>> Start

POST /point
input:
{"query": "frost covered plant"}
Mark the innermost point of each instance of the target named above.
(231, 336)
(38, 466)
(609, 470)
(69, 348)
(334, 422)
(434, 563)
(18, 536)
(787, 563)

>> End

Copy every record above verbatim, keeping each line in its original order.

▶ **EXERCISE OUTPUT**:
POST /point
input:
{"query": "frost covered plant"}
Mark the innermost point of each instance of the target named above.
(231, 336)
(38, 466)
(609, 470)
(69, 348)
(334, 422)
(434, 563)
(18, 536)
(787, 563)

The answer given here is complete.